▶ _TÂCHE DEMANDÉE 1_
Pouvez-vous résumer en deux phrases l'entretien sur l'iconographie copte ?
▶ _TÂCHE DEMANDÉE 2_
Pouvez-vous écrire la suite de l'entretien sur l'iconographie copte, à partir de sa dernière phrase ?

▶ _TEXTE DU DOCUMENT_
▬▬▬▬▬▬▬▬▬▬

Pour
vous, qu'est-ce que l'iconographie copte, quelles sont ses caractéristiques
?
Je suis
absolument convaincu qu'il existe dans l'art égyptien une unité
fondamentale ; certains nient l'existence d'un lien entre l'art égyptien
ancien et l'art copte.
C'est
une erreur : l'art ancien est aux sources de l'art copte.
Un artiste
copte se doit d'étudier l'art de l'Egypte ancienne et de le reconnaître
comme legs.
Ensuite,
à partir de ce legs de l'Egypte ancienne et de l'art copte ancien,
l'artiste contemporain doit créer : si l'on conserve ce dépôt
dans un musée, il meurt.
Il convient
donc d'étudier les valeurs contenues dans ce legs et de les réinvestir
dans une création nouvelle : voilà le rôle de l'artiste
copte contemporain. Il doit s'approprier les valeurs reçues pour
une création vivante dans la continuité.
Quels
sont vos canons de proportion ?
Tout
se fait à partir d'une unité, le module, unité
de mesure, comme par exemple la colonne pour les Grecs.
Pour
l'art copte, il s'agit d'une construction - ce n'est pas seulement une
question de dimensions : il faut trouver les mesures d'une construction.
Les
éléments de base sont les longueurs et les largeurs et
non pas les surdimensions.
J'ai
établi les mesures avec lesquelles chaque étudiant peut
créer une icône copte.
Par
exemple, l'homme, qui est la création de l'art divin, est conçu
comme une colonne.
Le nimbe
du saint, l'auréole, constitue la largeur de la silhouette, de
la forme entière.

▬▬▬▬▬▬▬▬▬▬

▶ _LIGNES DE DONNÉES_
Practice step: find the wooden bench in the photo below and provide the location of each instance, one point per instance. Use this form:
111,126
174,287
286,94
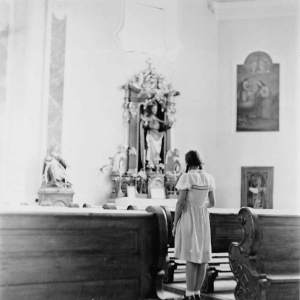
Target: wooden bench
74,253
225,229
266,262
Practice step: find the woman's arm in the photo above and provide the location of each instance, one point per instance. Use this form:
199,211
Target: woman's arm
211,199
180,205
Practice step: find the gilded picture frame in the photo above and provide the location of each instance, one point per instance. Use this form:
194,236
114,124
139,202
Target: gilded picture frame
257,187
258,94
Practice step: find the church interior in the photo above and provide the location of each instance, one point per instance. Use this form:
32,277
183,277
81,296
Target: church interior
100,101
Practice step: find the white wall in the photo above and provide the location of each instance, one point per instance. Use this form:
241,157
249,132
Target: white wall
20,151
279,37
97,68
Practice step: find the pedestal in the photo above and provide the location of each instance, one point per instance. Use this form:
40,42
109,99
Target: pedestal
53,196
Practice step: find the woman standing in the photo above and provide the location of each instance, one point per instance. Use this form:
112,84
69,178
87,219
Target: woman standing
191,223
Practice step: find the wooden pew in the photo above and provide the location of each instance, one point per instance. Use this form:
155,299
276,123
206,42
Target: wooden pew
64,253
266,262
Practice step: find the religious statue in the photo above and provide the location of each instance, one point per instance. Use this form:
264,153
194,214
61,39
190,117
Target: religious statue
54,171
151,136
257,192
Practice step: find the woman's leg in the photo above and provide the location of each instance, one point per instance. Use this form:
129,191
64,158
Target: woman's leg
201,272
191,276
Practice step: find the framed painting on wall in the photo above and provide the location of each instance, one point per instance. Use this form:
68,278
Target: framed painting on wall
257,94
257,187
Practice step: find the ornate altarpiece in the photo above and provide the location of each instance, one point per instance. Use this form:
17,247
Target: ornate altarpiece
134,164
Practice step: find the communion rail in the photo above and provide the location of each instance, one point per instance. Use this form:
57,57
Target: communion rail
266,262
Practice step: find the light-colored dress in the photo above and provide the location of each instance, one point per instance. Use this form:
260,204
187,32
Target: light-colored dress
192,237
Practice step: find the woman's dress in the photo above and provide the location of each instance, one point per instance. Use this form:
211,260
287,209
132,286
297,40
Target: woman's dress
192,237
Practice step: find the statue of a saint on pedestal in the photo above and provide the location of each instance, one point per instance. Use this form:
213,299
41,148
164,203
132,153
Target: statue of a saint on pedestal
55,170
151,136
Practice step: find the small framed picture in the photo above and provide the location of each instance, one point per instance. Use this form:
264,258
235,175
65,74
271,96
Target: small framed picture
257,187
158,193
131,191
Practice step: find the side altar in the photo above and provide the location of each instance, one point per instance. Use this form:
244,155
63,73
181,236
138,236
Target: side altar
148,159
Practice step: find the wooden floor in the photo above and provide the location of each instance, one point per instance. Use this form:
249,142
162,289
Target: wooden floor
223,289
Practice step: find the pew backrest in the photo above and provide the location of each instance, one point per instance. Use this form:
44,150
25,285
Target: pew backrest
267,258
64,253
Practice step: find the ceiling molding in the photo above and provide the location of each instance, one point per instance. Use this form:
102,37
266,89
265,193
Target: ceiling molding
246,9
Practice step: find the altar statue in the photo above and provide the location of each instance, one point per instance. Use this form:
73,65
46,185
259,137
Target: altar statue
54,171
152,131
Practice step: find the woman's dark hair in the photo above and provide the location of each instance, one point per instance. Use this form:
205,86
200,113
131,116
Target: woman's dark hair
192,159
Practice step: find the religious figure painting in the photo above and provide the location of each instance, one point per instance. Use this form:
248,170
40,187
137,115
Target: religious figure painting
257,187
258,94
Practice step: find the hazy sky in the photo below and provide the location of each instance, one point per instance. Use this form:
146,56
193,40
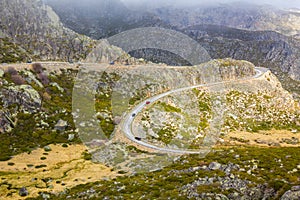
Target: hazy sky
157,3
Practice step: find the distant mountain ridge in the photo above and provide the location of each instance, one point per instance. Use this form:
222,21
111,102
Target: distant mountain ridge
36,32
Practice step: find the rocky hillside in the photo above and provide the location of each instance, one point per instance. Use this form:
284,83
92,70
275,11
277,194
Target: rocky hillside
30,30
236,15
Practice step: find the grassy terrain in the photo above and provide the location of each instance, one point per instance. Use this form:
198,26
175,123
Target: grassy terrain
166,184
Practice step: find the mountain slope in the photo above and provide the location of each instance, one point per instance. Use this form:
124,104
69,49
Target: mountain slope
35,29
101,18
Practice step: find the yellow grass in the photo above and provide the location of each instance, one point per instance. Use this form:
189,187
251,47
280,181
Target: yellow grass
65,165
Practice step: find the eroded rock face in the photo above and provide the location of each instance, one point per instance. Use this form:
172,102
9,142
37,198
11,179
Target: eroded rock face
24,97
5,123
36,28
293,194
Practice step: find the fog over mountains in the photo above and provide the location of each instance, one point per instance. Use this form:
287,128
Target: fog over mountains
187,3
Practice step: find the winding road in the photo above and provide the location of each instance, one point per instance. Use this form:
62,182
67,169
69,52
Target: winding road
126,124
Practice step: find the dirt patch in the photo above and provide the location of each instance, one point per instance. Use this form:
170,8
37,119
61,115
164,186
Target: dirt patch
52,171
280,138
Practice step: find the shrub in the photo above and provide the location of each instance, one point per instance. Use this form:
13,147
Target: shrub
12,71
37,68
43,78
17,79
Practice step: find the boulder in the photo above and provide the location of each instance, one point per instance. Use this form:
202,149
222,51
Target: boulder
27,98
293,194
214,166
23,192
1,73
61,125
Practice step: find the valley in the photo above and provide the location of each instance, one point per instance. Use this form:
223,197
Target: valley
124,99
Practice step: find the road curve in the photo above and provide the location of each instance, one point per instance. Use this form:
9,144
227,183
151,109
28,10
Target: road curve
126,124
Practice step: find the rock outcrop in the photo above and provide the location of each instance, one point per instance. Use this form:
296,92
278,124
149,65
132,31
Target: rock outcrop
31,30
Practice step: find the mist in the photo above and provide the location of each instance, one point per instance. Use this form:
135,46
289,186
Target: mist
282,4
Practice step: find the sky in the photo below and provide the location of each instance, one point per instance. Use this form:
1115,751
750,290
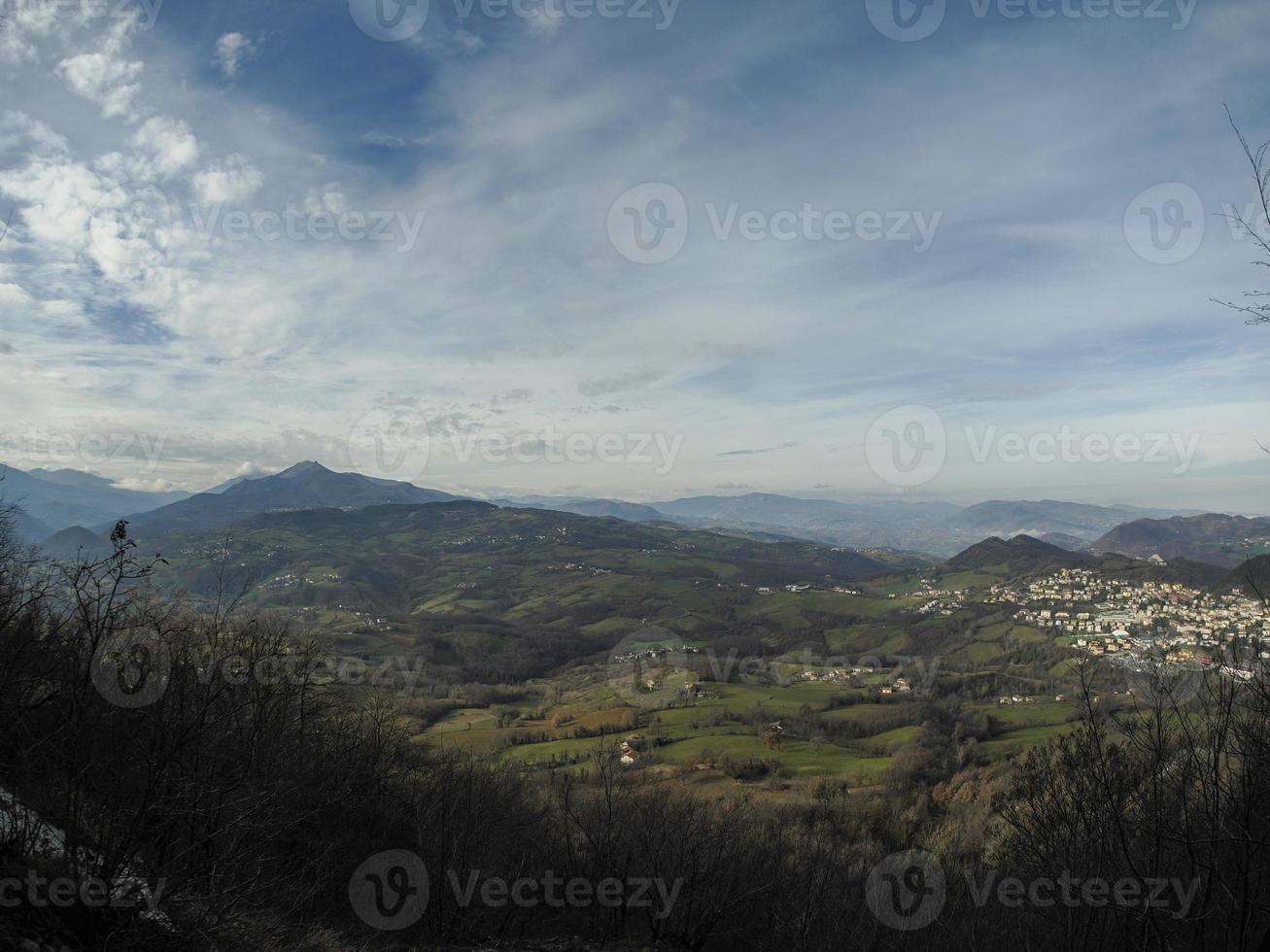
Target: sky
637,249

▬▬▬▬▬▬▬▬▬▬

▶ _RÉPONSE ATTENDUE 1_
L'interviewé soutient que l'art de l'Égypte ancienne est aux sources de l'art copte et que l'artiste copte contemporain doit étudier ce legs pour en réinvestir les valeurs dans une création nouvelle et vivante. Ses canons de proportion reposent sur un module, une unité de mesure fondée sur les longueurs et les largeurs : l'homme y est conçu comme une colonne, et le nimbe du saint donne la largeur de la silhouette.

▶ _RÉPONSE ATTENDUE 2_
Le cercle
de l'auréole a un centre à partir duquel on peut tracer
un cercle plus petit pour la tête, puis les traits du visage.
La tête
n'est pas ronde, le crâne est ovale et la chevelure complète
le cercle.
On trace
ensuite la ligne des orbites et on place les yeux dans les orbites,
puis le nez et la bouche, le long des lignes géométriques.
On peut
trouver les dimensions du corps ; c'est le support le plus important
de la silhouette.
Tout
le personnage du saint tient en largeur dans le diamètre de l'auréole;
ensuite, je mets le squelette comme un système pour faire bouger
la silhouette, la forme, et je cherche les articulations du corps.
A partir
de ces points, je peux faire mouvoir tout le corps.
Cette
technique est-elle spécifique à l'art copte ou bien est-elle
utilisée dans tous les arts ?
Un artiste
doit nécessairement savoir cela ; or, les écoles d'art,
ici, négligent ce système alors que l'art mural égyptien
ancien utilisait cette technique, et nous sommes ses héritiers.
L'art
byzantin l'utilise aussi dans son legs grec.
La différence
entre le legs grec et le legs égyptien c'est que l'art égyptien
est envisagé comme une construction.
Les
iconographes russes et byzantins étudient le legs grec.
Dans
le style traditionnel grec, il y a plus de détails, et c'est
l'imitation de la nature qui est mise en avant, alors que nous, les
Egyptiens, nous utilisons l'abstraction pour exprimer notre vision d'éternité,
d'immortalité.
Quelle
est la part de nouveauté dans votre art ?
La nouveauté
c'est d'abord une redécouverte de ces proportions essentielles
; ce n'est qu'après avoir longuement étudié l'héritage
de l'Egypte ancienne que nous avons compris son utilisation du symbolisme,
de l'abstraction et du cubisme.
Or,
tous ces éléments sont repris dans l'art contemporain.
Si je
devais être reproducteur d'icônes, je devrais traduire ce
que j'ai reçu d'une école.
Mais
je suis créateur, je dois aller du statique au dynamique.
Je dois
toujours me placer dans la vision de l'art contemporain, cependant toujours
en lien avec la tradition.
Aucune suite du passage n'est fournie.